STATED EXERCISE 1 =
In the article on southern Thailand below, how many police posts were targeted in the coordinated attacks of April 28?

TEXT SHOWN =
Two days after the T.R. Sport soccer team won a local tournament last month, the squad members left this remote rubber tappers village on their motorcycles, telling their families they were headed for Muslim missionary work.
The next morning, shortly after daybreak, the 12 young men and seven friends from other teams launched a raid on a police post in a nearby town. Though authorities said the attackers had an assault rifle and several shotguns, most carried only knives and wooden planks in what villagers described as an act of suicidal zeal unprecedented in southern Thailand. Well-armed police were waiting and killed them all.
The strike was one of a series of coordinated attacks on the morning of April 28 against 11 police posts in three provinces that left at least 112 people dead, all but five of them assailants. The attacks took place in a region where a Muslim majority harbors long-standing grievances against the Bangkok government. But the violence also offers a case study of the spread of Islamic militancy. Officials and local villagers said the attacks were spurred on by widely broadcast images of al Qaeda and the U.S.-led war in Iraq. Those interviewed said Islamic operatives may have entered the region from outside the country, exploiting local issues and a growing sense among Muslims that they have been wronged.
Muslim separatists waged a revolt through the 1990s in Thailand's three southernmost provinces, which have a Muslim majority in the predominantly Buddhist country. But villagers said the latest militancy has been shaped and sharpened by what they call oppressive U.S. policies in Iraq and elsewhere.
"Villagers often talk about American abuses of Muslims -- in the mosque, in the coffeehouse, wherever they gather, especially if there's a television and the news is on. The way Muslims are treated really makes people angry," said Masduki, 38, a slight Suso villager. "Some people in the village say the way the Thai government treats Muslims is the same way Americans treat Muslims."
Until four months ago, southern Thailand was generally calm. But on Jan. 4, unidentified attackers raided a Thai army camp, killing four soldiers and capturing 300 weapons. The government of Prime Minister Thaksin Shinawatra responded by imposing martial law and dispatching more troops to the south.

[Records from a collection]
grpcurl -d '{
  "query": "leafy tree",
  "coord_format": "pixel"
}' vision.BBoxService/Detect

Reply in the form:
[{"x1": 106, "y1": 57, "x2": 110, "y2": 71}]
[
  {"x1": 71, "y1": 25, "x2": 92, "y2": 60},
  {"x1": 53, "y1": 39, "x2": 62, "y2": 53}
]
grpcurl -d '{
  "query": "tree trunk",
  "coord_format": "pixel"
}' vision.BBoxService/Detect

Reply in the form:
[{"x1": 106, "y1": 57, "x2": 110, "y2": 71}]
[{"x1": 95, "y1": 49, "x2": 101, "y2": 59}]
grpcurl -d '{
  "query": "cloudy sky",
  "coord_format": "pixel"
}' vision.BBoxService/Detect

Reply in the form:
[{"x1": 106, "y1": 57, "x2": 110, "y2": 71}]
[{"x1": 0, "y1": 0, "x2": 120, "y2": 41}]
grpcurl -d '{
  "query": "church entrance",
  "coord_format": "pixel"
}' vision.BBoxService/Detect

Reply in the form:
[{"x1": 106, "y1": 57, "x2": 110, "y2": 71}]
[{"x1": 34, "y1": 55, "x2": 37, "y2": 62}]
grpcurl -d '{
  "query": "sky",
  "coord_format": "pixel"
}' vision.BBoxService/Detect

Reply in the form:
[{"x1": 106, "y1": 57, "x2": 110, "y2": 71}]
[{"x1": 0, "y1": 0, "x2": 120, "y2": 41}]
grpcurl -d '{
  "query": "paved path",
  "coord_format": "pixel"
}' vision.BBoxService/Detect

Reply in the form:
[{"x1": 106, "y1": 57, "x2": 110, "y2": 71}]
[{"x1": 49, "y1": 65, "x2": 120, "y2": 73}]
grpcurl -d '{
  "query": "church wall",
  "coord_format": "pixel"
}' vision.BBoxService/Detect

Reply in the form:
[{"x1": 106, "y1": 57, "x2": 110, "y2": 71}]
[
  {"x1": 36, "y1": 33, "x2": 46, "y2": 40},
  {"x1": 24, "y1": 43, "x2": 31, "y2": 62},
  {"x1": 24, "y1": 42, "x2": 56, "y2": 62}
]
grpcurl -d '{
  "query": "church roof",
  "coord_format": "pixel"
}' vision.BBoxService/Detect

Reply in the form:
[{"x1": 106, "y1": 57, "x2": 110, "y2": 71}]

STATED EXERCISE 2 =
Select each line in the rows above that contains the string "church".

TASK OUTPUT 1 =
Eleven police posts in three provinces.

TASK OUTPUT 2 =
  "query": "church entrance",
  "query": "church wall",
  "query": "church roof",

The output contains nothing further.